» Data shown:
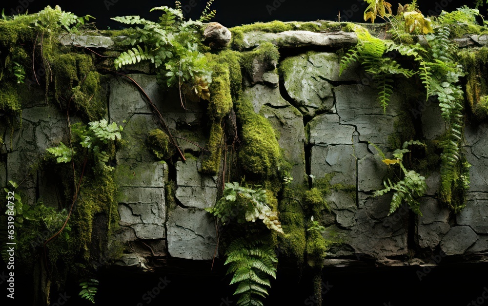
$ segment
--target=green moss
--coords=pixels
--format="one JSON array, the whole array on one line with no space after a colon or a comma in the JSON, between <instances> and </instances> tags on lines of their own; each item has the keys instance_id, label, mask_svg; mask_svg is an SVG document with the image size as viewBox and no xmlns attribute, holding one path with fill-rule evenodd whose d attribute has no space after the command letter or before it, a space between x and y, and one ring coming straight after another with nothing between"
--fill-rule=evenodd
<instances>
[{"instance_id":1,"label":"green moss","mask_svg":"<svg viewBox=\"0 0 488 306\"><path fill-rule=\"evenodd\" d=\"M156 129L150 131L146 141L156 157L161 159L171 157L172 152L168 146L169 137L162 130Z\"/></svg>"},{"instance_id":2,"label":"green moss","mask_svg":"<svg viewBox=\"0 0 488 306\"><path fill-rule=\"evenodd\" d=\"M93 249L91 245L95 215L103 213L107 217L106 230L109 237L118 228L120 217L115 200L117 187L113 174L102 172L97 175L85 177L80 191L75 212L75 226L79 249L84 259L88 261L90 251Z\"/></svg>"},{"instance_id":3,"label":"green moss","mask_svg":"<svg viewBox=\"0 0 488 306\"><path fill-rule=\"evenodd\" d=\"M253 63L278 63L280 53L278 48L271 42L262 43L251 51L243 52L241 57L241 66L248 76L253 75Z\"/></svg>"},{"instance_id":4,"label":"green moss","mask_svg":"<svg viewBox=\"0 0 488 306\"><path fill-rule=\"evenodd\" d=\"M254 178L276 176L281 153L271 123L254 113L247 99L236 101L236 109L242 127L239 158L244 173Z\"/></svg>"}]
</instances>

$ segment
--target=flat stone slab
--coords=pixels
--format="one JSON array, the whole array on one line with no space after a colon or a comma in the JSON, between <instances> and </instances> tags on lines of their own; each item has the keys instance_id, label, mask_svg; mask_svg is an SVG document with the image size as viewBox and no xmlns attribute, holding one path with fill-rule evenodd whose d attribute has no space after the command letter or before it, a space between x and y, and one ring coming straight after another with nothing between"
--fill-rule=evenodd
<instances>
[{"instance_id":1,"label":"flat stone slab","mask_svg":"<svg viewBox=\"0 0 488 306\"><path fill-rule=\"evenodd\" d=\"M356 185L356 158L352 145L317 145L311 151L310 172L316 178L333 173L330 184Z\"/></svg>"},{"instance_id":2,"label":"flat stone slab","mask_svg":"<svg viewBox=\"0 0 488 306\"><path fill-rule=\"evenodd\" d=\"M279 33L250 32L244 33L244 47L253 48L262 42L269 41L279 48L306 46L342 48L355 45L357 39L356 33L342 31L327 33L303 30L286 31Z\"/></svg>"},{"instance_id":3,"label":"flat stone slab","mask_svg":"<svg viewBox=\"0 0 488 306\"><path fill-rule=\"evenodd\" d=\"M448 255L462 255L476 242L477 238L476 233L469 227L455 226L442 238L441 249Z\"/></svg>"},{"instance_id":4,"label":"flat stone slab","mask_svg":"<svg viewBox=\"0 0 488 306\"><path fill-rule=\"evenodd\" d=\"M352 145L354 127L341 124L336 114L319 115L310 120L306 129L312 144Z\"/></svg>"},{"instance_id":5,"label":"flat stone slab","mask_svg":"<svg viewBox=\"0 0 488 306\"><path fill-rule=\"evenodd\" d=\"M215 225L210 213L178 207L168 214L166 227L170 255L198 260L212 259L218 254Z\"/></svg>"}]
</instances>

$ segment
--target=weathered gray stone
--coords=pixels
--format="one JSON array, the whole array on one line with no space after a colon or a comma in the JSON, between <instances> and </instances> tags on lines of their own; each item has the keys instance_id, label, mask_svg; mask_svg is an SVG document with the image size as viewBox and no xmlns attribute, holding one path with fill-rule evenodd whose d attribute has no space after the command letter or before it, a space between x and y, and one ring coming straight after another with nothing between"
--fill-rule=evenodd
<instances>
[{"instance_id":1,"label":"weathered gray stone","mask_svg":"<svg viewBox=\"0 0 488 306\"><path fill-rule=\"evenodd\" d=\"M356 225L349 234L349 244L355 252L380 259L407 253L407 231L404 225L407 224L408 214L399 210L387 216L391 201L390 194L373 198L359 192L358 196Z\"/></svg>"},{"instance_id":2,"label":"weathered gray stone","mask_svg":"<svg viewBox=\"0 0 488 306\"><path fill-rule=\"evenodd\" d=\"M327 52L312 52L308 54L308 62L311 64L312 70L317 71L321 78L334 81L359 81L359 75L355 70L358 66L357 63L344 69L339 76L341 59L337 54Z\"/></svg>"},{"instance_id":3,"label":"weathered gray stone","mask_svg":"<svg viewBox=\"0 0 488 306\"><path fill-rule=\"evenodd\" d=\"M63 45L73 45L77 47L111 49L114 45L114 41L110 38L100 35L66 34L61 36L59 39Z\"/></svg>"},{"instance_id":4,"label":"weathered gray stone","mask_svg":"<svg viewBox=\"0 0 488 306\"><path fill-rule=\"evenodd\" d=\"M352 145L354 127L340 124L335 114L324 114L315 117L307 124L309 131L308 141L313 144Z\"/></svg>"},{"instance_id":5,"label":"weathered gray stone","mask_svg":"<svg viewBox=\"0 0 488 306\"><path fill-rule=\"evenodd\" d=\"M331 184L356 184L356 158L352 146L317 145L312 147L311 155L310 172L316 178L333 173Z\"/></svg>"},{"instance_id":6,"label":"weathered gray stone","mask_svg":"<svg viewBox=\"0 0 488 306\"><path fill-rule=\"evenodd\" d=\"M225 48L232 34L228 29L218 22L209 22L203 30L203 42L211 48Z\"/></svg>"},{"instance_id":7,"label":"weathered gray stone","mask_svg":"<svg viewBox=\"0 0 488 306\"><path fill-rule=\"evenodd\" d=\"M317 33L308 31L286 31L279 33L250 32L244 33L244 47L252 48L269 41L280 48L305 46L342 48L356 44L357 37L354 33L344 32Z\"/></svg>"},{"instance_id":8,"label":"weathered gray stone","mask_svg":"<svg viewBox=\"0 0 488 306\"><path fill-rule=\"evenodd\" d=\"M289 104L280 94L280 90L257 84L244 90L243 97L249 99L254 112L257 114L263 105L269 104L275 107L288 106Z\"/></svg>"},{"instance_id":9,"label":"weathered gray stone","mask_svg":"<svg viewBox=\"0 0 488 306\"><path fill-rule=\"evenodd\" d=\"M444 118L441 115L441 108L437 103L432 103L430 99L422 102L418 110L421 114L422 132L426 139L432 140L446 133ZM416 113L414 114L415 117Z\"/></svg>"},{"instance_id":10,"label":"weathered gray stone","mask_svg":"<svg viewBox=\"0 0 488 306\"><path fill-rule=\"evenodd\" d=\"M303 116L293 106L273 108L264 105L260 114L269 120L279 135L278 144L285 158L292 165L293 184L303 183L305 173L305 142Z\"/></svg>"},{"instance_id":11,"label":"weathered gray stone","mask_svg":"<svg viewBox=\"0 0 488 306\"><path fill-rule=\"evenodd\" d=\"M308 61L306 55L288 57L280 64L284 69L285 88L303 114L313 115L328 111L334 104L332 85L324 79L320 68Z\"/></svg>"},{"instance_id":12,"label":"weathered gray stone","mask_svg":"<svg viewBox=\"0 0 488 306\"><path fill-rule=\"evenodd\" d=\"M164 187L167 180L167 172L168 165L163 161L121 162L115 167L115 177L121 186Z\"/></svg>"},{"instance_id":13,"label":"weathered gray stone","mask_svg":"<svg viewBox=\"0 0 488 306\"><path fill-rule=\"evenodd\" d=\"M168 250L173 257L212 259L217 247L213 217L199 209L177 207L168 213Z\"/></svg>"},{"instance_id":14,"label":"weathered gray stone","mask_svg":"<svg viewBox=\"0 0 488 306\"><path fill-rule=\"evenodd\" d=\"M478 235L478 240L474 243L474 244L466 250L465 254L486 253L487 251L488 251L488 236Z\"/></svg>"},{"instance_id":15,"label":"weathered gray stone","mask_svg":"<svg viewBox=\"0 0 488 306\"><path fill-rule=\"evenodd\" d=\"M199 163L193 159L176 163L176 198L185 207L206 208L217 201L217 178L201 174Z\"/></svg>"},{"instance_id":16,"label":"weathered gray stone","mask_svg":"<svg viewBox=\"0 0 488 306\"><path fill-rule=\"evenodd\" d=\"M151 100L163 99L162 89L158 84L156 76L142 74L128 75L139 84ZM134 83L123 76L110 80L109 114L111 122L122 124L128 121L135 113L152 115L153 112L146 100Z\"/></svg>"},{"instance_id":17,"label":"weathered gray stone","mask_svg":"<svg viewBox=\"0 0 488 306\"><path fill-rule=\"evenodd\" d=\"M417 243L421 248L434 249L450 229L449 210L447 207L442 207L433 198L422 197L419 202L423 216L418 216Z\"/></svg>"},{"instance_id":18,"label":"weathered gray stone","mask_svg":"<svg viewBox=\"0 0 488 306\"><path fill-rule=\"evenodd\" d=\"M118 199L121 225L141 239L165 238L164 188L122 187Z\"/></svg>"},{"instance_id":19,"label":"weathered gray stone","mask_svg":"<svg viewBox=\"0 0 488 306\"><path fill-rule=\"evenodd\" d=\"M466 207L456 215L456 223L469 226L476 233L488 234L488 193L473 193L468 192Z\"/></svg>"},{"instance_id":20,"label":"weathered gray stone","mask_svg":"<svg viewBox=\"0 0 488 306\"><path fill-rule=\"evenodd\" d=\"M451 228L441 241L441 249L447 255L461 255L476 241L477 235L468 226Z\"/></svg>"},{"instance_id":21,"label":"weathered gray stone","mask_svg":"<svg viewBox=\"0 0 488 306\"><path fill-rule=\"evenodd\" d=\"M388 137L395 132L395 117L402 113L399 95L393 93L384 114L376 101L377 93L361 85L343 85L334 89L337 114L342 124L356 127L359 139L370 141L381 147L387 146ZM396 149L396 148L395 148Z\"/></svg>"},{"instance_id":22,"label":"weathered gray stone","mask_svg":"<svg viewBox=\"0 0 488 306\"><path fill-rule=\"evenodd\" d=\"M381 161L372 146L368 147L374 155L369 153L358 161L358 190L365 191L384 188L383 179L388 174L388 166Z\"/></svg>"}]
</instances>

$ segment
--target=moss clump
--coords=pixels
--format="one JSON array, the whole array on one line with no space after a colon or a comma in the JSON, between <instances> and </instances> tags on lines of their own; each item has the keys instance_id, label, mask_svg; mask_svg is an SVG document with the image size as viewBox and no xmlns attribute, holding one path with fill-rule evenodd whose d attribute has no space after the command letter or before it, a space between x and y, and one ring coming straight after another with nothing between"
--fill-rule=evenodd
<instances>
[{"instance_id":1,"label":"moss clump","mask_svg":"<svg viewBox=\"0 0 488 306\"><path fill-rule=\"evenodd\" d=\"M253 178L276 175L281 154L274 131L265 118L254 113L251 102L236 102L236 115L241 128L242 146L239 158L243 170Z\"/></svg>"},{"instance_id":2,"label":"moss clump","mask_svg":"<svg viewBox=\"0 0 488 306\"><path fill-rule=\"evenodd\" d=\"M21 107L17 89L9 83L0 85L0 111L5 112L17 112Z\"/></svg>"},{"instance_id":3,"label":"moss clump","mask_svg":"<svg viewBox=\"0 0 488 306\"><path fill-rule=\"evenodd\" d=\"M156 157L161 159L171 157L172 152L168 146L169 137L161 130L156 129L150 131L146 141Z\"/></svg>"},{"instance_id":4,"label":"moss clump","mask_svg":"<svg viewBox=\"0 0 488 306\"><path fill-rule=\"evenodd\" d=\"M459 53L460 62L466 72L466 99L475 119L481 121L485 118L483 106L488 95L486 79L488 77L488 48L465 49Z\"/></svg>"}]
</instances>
* * *
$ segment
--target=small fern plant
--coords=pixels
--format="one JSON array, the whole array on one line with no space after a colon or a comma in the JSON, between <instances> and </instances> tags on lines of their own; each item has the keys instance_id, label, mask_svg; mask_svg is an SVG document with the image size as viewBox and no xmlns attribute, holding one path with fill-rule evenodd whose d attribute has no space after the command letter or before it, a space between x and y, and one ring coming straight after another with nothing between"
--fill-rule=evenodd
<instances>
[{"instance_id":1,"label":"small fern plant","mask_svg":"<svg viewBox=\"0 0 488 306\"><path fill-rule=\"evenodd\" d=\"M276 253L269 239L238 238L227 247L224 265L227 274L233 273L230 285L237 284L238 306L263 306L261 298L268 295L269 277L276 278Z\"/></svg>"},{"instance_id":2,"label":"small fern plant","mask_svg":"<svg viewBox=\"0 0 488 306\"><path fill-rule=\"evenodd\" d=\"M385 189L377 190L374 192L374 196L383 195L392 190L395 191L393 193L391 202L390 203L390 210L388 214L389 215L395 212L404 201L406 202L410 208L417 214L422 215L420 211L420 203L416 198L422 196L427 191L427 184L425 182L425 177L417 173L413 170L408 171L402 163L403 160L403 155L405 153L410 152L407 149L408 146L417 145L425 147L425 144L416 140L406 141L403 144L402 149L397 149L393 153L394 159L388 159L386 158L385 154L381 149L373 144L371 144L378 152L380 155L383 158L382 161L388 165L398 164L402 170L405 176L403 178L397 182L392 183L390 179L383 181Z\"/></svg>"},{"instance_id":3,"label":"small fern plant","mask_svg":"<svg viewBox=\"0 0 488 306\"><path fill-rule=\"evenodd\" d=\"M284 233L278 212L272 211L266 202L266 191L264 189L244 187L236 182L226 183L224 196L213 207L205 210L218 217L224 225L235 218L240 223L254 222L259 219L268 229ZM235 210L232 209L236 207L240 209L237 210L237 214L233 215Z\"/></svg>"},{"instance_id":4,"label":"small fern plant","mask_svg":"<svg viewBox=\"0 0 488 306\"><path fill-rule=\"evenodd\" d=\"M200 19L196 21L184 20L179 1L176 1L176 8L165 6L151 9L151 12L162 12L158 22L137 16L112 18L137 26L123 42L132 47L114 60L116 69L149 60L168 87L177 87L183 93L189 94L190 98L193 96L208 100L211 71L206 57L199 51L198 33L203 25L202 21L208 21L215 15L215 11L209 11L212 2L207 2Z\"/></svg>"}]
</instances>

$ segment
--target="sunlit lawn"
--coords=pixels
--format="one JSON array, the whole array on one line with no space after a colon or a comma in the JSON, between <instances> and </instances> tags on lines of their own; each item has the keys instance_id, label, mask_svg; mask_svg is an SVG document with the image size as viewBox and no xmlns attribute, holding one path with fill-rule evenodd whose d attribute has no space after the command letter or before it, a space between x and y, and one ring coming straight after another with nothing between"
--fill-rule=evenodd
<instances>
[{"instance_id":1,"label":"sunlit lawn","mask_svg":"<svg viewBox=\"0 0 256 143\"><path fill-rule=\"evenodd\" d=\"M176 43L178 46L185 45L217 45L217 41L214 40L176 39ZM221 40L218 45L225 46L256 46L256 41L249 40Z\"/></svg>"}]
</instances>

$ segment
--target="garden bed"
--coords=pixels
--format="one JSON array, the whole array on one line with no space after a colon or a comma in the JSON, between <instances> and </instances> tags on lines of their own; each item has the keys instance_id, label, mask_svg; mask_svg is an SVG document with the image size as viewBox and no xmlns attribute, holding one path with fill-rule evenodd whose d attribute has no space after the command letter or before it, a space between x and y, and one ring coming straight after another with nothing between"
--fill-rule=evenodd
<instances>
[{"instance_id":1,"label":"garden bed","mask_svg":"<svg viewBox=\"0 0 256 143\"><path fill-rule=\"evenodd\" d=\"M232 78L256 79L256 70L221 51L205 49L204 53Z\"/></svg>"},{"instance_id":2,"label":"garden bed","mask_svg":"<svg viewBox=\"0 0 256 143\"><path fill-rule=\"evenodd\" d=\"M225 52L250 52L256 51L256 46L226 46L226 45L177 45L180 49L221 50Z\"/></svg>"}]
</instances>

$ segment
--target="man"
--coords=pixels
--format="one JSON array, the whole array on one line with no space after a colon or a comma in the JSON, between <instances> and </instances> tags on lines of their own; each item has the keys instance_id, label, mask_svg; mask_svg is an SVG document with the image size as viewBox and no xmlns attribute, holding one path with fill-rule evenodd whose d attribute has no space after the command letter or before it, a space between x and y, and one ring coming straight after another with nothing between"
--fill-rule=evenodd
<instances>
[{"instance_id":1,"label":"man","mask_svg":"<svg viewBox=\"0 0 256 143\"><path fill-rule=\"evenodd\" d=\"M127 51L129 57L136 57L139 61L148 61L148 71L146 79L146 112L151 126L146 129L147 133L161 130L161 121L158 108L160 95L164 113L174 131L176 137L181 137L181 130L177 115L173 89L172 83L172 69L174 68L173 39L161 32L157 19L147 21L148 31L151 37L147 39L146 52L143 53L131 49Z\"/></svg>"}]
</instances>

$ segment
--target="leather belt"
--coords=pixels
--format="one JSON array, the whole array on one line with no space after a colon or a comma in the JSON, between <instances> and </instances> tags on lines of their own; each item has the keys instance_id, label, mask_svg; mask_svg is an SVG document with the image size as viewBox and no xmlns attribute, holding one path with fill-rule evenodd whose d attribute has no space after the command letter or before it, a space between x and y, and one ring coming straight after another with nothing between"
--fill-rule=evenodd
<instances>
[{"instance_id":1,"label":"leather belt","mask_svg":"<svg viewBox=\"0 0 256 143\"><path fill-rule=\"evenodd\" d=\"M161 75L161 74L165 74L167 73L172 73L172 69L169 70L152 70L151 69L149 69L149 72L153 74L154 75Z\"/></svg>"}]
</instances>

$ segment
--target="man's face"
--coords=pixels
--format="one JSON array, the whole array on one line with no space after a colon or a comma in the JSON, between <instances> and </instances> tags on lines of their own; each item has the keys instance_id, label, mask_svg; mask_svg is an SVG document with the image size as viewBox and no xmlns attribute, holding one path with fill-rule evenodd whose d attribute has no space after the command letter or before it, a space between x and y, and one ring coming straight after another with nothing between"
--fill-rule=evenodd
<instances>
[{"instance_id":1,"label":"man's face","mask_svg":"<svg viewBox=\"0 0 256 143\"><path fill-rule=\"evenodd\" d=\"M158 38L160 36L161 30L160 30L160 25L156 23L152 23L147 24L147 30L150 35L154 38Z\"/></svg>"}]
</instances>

» Work instructions: List each line in the data above that contains the string "target", treating uppercase and lowercase as different.

» Exercise output:
--target=green moss
--target=flat stone slab
--target=weathered gray stone
--target=moss clump
--target=small fern plant
--target="sunlit lawn"
--target="garden bed"
--target="man"
--target="leather belt"
--target="man's face"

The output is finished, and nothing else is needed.